* _Request A_
According to the declaration below, in which city and in what month and year was the Australian Community Indicators Summit held?

* _Text excerpt_
········
Declaration of the Australian Community Indicators Summit
MEASURING THE PROGRESS OF AUSTRALIAN
COMMUNITIES IN THE 21ST CENTURY
We, the delegates to the Australian Community Indicators Summit in Brisbane in July 2009, representing a wide range of interests and perspectives in government, community, business and universities, have agreed on the following Declaration to guide the development of a national community indicators strategy for Australia in the 21st century.
A. Principles and achievements
1. Regular and reliable measures of the progress of Australian communities are crucial for informed democracy and good governance. Community indicators, developed through an open and inclusive process, promote citizen engagement and government accountability. They improve evidence-based planning and policy making and generate new ideas and relationships. In these ways, they contribute to the well-being of our communities and our people.
········
* _Request B_
In the entries below, copy out the lines from the one containing "of the <item>waterfall</item>." through the one containing "[[[218,18],[252,0],[87,0],[90,35],[97,51],[142,48]]]", both included.
········
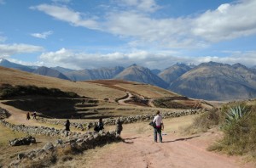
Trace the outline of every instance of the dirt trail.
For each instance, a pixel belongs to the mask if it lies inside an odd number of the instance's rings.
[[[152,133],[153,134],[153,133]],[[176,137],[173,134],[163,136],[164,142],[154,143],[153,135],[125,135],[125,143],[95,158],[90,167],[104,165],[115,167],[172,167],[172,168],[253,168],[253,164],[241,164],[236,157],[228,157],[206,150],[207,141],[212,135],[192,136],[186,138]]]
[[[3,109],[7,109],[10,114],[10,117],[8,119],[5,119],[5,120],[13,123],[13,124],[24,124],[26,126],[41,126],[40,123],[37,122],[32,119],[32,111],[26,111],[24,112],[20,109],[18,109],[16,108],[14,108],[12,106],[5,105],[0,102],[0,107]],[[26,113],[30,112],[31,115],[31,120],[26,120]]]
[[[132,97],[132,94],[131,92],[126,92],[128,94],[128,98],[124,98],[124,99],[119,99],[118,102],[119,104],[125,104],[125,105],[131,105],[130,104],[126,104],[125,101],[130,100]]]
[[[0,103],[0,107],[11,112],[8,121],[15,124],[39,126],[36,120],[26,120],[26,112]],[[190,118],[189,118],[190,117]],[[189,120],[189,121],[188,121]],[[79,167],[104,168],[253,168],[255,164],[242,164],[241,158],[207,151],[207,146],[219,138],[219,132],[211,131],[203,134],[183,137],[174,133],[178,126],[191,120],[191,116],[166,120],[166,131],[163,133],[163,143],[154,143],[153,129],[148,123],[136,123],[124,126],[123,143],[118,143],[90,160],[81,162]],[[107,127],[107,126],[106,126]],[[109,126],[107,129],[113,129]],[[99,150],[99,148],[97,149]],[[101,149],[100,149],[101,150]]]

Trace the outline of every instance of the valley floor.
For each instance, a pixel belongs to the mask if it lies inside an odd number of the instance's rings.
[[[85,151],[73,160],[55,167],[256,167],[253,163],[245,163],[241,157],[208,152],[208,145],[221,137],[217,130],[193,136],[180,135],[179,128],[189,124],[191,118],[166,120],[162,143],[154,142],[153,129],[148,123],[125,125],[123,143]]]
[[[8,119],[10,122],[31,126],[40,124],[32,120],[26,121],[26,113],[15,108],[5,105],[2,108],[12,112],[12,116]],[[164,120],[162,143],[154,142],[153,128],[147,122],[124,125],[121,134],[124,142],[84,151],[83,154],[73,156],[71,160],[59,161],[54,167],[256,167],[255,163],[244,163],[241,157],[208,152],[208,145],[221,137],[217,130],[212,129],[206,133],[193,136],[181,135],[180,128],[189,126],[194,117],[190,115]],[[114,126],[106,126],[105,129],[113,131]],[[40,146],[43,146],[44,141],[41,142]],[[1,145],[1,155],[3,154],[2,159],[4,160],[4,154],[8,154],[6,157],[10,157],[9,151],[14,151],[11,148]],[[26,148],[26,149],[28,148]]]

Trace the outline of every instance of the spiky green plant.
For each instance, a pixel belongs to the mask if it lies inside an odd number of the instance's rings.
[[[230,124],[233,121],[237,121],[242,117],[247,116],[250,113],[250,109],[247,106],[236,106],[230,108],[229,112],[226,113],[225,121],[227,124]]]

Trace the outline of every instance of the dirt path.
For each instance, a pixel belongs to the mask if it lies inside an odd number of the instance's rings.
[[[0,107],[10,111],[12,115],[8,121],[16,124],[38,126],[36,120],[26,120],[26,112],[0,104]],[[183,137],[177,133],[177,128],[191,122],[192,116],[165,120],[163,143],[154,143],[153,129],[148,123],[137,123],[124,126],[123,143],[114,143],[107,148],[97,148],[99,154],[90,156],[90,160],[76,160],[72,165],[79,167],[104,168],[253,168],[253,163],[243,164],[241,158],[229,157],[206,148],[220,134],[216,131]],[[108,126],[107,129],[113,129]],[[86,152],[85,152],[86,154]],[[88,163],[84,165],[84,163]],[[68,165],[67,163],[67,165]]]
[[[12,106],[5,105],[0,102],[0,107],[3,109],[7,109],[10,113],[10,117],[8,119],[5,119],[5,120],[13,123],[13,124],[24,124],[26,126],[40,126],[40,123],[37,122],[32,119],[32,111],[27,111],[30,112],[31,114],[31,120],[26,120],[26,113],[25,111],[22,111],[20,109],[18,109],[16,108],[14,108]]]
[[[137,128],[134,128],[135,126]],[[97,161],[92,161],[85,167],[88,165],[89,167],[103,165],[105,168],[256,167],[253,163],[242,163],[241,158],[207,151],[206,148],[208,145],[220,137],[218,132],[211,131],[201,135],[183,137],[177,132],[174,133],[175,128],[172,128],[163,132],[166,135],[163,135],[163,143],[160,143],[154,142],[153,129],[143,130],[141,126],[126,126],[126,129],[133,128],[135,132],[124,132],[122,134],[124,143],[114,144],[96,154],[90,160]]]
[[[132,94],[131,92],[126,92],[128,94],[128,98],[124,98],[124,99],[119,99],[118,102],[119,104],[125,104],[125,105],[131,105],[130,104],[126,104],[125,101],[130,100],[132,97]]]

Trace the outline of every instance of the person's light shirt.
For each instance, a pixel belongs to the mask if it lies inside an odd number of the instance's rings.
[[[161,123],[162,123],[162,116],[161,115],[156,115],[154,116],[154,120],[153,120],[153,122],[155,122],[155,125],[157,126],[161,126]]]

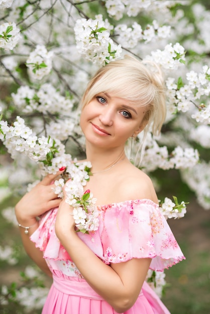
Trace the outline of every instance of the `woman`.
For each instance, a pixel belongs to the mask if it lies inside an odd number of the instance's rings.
········
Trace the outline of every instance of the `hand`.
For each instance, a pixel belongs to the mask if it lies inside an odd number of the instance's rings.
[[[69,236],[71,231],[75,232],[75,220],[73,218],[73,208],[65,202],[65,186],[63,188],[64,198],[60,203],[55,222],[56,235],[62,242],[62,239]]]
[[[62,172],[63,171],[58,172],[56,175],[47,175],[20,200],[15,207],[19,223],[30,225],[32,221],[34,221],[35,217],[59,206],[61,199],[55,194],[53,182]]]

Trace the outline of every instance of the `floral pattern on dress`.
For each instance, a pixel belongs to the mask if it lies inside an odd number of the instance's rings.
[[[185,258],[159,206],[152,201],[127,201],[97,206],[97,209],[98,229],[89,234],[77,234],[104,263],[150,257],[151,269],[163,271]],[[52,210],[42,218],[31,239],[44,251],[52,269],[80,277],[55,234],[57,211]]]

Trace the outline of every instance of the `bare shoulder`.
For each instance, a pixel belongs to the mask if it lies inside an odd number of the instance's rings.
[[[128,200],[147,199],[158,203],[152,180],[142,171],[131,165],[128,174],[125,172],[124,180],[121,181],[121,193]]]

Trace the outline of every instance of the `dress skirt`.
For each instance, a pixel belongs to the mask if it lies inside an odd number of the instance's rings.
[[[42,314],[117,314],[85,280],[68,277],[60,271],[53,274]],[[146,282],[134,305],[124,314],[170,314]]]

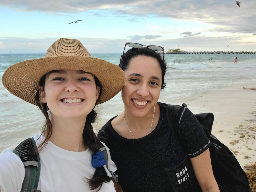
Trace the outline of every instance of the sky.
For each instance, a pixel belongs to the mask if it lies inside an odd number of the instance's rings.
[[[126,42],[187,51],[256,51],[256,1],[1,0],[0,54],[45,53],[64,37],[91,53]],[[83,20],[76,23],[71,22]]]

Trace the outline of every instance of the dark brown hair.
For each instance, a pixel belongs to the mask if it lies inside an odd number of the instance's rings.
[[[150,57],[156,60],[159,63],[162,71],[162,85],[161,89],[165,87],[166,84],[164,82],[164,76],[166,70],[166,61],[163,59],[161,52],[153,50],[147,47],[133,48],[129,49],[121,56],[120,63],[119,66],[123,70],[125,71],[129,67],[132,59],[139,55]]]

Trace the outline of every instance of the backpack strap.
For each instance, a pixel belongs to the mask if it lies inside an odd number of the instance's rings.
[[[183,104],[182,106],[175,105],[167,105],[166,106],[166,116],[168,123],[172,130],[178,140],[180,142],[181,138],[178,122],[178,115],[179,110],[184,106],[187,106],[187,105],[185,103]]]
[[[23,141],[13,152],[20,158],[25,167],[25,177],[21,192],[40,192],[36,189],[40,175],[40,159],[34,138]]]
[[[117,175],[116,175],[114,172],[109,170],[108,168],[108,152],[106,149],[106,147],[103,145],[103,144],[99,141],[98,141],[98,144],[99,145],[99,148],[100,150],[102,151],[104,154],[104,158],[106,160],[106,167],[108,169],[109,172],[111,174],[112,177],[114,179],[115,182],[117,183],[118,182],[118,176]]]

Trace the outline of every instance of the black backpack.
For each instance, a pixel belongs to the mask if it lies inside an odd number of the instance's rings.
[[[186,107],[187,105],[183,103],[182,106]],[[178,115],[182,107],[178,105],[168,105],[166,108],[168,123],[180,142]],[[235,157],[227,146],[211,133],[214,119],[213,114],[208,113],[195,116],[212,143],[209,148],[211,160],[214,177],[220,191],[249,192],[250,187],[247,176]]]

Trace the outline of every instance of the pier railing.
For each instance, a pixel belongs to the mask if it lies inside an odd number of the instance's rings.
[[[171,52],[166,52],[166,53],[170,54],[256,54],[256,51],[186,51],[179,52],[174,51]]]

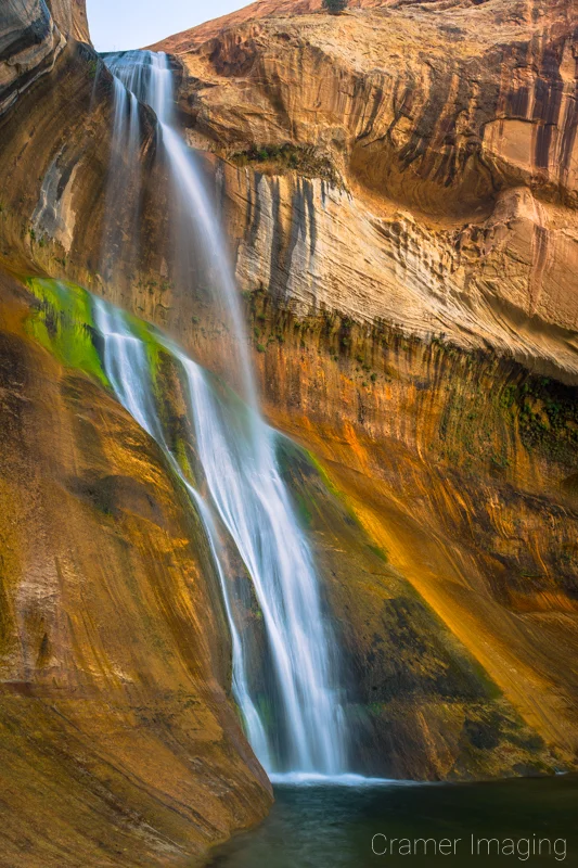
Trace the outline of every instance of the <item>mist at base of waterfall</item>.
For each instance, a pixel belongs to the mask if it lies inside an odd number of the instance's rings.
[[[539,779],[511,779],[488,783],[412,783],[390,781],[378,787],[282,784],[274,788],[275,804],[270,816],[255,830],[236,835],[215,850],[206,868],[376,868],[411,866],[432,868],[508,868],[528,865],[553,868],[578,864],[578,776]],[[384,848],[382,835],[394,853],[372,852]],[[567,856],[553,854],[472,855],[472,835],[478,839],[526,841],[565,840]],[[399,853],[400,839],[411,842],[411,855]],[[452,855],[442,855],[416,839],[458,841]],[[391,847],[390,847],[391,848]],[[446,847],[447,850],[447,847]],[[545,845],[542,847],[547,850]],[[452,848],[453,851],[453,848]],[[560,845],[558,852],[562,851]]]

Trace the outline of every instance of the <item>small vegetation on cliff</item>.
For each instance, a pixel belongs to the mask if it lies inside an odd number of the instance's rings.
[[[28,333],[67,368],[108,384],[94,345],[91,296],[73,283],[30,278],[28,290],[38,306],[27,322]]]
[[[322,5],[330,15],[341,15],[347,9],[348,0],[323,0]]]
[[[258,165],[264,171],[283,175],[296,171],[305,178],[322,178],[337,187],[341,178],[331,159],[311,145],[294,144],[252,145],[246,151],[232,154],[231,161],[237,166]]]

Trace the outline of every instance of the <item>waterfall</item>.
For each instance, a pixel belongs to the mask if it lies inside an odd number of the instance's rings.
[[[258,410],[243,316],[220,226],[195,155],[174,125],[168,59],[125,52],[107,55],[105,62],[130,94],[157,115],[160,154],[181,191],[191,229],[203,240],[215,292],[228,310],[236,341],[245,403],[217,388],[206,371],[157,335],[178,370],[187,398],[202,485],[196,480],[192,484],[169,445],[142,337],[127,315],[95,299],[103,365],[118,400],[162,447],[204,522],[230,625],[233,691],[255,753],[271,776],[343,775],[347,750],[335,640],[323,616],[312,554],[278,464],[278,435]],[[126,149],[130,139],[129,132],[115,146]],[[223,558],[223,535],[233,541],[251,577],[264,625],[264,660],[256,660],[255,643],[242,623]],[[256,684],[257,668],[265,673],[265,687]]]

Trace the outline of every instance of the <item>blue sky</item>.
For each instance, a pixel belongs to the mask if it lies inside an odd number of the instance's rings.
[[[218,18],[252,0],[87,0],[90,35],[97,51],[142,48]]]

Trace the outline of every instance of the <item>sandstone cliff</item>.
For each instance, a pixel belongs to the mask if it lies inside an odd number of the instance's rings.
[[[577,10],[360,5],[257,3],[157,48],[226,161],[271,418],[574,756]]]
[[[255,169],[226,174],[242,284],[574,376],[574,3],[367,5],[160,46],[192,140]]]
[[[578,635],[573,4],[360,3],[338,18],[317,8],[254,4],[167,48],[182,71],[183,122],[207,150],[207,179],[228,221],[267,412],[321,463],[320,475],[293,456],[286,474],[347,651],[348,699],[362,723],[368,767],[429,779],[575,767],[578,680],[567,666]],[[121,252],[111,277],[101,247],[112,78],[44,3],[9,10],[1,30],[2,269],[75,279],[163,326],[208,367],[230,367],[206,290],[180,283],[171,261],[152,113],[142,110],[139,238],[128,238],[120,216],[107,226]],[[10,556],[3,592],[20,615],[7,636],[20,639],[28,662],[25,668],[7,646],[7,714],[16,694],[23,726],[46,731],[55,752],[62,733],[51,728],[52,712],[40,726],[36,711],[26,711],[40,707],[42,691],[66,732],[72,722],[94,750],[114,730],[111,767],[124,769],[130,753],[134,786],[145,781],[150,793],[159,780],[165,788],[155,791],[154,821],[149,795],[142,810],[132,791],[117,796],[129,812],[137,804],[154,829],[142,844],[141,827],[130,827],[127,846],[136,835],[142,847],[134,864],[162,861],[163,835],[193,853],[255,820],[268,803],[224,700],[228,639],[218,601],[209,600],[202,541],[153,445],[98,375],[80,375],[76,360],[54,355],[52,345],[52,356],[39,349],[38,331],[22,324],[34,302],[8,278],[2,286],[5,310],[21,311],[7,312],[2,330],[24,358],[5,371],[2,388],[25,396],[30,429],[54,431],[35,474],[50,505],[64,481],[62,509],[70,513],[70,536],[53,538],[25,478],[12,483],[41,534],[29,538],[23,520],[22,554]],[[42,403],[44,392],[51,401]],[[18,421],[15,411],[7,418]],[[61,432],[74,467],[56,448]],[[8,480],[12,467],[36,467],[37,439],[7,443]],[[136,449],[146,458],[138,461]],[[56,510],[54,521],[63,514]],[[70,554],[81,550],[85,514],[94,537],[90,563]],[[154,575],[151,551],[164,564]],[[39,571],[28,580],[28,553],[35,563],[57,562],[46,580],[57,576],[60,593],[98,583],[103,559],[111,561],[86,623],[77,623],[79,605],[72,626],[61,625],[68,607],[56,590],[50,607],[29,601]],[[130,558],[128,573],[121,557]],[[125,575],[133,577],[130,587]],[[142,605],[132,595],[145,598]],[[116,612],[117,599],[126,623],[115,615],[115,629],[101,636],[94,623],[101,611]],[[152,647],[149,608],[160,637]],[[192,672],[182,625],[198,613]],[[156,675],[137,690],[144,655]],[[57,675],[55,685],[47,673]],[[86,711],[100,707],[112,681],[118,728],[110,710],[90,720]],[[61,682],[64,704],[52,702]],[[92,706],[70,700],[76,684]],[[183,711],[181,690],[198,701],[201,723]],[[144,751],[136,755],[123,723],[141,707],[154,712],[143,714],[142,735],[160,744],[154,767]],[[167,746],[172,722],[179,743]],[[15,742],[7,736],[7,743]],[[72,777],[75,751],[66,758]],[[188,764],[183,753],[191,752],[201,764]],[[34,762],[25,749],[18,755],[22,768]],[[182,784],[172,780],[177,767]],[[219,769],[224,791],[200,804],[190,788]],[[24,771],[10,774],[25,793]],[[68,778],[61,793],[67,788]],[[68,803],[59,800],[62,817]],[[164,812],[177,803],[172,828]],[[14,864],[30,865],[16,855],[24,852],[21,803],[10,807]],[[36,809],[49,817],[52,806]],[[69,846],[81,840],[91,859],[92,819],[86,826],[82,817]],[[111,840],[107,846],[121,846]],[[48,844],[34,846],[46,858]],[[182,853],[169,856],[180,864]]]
········
* _Exercise response A_
Brisbane, in July 2009.

* _Exercise response B_
Trace the outline of every instance of the <item>waterfall</item>.
For each instance, a pixel belongs to the mask if it lies inside an odd number of the instance's rings.
[[[258,410],[243,316],[220,226],[195,155],[174,125],[168,59],[125,52],[107,55],[105,62],[130,94],[157,115],[160,154],[181,191],[191,229],[203,240],[215,292],[228,310],[236,341],[245,403],[217,388],[206,371],[157,335],[178,370],[187,398],[202,485],[196,480],[192,484],[169,445],[142,337],[127,315],[95,299],[103,365],[118,400],[162,447],[204,522],[230,625],[233,691],[255,753],[271,776],[343,775],[347,750],[335,640],[323,616],[312,554],[278,464],[278,435]],[[126,149],[130,139],[129,132],[115,146]],[[223,558],[223,535],[233,541],[251,577],[264,625],[264,660],[256,660],[255,643],[242,623]],[[256,684],[257,668],[265,673],[265,687]]]

Trace the outline of every instance of the <item>blue sky</item>.
For each instance, a pixel belongs to the mask if it lies inside an odd number of the instance's rings.
[[[218,18],[252,0],[87,0],[90,35],[97,51],[142,48]]]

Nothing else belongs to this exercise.